Convert the listing, from the line containing "In this exercise you will indicate the yellowing" through the line containing "x=167, y=368", into a JSON list of strings with one string per line and no blank lines. Include only those lines.
* START Data shown *
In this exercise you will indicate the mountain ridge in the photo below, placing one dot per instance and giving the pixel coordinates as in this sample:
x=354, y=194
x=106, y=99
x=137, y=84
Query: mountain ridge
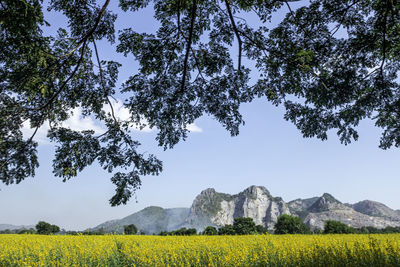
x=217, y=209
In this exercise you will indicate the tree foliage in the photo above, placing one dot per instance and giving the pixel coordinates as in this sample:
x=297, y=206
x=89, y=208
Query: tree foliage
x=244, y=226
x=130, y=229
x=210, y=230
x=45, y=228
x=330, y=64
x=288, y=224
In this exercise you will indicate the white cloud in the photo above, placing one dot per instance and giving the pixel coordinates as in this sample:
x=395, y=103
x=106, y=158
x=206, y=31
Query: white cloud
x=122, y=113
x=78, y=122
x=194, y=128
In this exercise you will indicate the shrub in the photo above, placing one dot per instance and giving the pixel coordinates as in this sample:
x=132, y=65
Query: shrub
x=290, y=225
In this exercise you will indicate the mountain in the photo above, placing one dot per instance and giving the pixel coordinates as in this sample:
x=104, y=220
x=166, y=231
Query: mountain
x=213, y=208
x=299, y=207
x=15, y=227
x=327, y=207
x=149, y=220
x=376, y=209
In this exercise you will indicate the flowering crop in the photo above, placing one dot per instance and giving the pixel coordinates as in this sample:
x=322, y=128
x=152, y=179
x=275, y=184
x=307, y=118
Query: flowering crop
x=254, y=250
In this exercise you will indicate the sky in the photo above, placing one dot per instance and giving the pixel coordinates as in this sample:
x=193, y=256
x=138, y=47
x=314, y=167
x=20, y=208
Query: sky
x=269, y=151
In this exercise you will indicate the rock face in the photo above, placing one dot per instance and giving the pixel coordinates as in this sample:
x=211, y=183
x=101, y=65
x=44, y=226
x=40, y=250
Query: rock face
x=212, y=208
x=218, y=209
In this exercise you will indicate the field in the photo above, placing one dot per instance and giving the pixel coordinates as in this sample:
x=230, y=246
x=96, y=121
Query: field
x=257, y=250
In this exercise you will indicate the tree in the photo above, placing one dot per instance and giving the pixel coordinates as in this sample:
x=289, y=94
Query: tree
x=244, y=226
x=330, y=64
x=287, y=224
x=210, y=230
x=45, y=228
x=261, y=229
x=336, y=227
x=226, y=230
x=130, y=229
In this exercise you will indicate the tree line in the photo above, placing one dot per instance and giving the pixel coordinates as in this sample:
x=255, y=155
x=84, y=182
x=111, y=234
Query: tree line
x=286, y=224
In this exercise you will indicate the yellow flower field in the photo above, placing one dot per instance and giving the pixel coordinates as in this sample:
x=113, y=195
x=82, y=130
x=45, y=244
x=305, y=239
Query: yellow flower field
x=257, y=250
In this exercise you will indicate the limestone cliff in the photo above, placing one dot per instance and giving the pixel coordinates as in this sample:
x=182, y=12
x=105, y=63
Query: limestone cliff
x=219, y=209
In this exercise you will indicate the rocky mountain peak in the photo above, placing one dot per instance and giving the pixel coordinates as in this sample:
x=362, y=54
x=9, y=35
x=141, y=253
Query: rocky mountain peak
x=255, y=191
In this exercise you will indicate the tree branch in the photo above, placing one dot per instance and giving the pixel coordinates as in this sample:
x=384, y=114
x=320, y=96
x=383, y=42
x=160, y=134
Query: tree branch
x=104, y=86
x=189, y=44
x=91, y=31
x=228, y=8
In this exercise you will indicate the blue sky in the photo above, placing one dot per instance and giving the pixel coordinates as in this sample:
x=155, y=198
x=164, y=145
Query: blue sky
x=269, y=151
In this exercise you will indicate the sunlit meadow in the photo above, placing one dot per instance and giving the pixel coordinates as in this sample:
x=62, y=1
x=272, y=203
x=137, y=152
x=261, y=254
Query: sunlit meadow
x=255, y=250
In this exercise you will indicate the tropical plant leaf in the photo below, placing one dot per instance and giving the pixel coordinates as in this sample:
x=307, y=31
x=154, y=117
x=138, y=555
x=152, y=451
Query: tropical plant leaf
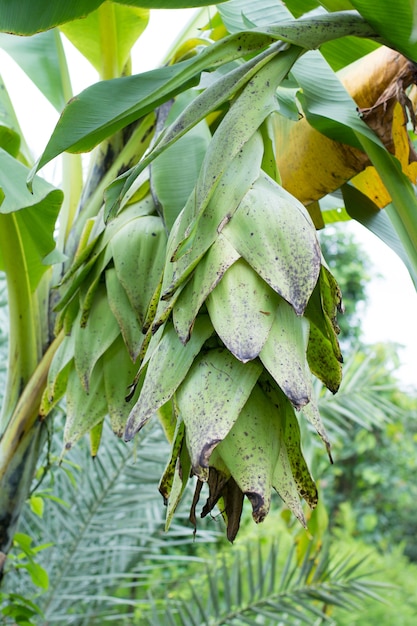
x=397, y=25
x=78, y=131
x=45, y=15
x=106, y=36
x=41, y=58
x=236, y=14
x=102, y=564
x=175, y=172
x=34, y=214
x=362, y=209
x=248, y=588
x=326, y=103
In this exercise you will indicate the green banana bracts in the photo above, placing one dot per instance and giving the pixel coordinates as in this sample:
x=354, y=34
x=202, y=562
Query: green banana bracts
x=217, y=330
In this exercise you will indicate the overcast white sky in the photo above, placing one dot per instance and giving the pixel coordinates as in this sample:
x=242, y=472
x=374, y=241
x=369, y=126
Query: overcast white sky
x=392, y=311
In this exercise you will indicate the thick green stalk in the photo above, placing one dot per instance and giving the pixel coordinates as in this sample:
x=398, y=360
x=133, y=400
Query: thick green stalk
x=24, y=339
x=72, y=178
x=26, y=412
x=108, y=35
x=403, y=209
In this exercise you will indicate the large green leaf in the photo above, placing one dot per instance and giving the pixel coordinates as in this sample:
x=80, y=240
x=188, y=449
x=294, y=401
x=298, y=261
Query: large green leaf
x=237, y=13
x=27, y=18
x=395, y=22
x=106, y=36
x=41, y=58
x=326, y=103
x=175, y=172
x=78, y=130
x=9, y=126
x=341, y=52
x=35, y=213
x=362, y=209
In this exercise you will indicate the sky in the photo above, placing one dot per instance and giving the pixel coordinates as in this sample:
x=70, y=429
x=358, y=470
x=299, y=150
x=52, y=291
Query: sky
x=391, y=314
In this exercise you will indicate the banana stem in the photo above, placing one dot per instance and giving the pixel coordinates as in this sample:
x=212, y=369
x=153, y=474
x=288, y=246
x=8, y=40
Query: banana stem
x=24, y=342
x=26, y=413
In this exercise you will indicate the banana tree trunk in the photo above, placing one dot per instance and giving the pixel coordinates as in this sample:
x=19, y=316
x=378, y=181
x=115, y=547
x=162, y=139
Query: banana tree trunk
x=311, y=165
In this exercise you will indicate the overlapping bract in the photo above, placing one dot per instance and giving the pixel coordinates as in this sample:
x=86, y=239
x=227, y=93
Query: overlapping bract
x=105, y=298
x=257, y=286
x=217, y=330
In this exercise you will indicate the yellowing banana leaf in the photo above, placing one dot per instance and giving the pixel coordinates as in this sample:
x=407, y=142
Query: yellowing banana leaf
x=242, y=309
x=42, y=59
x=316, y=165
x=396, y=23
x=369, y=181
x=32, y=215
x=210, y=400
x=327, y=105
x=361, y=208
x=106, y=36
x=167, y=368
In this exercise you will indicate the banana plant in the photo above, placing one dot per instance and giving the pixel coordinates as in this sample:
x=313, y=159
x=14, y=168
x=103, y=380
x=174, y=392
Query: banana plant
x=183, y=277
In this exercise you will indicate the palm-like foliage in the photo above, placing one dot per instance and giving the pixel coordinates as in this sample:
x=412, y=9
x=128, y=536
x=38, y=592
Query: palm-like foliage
* END Data shown *
* START Data shown *
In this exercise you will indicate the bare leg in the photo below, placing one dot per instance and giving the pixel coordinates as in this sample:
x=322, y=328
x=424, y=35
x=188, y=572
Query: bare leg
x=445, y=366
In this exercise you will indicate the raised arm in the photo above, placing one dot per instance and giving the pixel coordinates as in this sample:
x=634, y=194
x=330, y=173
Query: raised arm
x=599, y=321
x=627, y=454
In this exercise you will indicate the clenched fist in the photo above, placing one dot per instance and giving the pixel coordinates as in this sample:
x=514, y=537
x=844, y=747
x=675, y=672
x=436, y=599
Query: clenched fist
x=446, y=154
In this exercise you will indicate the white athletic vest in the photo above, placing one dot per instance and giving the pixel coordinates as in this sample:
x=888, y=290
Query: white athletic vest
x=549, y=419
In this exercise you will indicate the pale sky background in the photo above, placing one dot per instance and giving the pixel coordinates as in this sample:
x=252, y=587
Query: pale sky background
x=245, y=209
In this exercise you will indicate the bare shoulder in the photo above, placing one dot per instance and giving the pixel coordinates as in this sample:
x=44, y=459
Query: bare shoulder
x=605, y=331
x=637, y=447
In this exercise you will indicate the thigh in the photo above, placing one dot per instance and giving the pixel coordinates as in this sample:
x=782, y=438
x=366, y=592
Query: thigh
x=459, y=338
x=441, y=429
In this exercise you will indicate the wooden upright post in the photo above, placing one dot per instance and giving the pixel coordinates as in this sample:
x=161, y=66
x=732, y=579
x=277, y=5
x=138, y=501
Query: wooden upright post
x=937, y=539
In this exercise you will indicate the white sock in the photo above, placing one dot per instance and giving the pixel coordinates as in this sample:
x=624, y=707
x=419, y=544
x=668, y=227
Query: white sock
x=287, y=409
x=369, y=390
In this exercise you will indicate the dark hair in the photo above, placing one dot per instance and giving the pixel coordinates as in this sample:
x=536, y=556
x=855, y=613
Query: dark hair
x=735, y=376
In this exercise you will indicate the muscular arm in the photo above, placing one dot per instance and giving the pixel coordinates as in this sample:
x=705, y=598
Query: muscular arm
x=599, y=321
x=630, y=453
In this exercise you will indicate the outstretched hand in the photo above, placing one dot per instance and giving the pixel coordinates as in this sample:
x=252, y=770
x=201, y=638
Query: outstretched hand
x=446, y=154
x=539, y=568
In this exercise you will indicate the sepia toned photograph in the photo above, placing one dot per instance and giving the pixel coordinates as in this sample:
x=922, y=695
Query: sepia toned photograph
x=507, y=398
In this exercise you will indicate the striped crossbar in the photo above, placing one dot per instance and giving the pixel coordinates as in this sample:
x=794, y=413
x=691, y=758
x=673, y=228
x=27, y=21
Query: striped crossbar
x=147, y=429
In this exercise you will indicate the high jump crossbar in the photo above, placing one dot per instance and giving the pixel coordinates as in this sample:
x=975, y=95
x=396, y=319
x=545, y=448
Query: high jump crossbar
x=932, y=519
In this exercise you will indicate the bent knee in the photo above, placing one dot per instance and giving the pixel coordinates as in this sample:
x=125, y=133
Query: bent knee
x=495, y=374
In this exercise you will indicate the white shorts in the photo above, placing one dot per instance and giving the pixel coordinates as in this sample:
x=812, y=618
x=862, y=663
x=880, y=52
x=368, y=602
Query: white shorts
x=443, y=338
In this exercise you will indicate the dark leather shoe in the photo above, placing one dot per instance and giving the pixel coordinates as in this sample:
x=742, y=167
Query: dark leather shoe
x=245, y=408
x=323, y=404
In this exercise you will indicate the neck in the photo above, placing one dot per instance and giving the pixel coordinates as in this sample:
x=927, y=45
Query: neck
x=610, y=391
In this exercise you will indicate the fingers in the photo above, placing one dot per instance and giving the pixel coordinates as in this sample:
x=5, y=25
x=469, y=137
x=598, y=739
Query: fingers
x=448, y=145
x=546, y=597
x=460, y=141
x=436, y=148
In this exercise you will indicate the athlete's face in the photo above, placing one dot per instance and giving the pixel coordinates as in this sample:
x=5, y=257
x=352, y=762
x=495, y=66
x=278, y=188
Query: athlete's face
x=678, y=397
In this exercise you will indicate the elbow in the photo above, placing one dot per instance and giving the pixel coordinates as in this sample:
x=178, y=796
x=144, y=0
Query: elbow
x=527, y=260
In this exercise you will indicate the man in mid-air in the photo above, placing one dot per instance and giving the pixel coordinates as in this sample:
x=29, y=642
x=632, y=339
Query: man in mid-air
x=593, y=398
* END Data shown *
Result of the task:
[
  "In this exercise you will indicate the yellowing banana leaf in the photo above, placing one dot per instance and giving the pixel coordinates as in this sample:",
  "x=407, y=142",
  "Query: yellowing banana leaf",
  "x=242, y=309",
  "x=42, y=59",
  "x=316, y=165",
  "x=396, y=23",
  "x=369, y=181",
  "x=32, y=215",
  "x=210, y=400",
  "x=327, y=105",
  "x=361, y=208",
  "x=106, y=36",
  "x=167, y=368"
]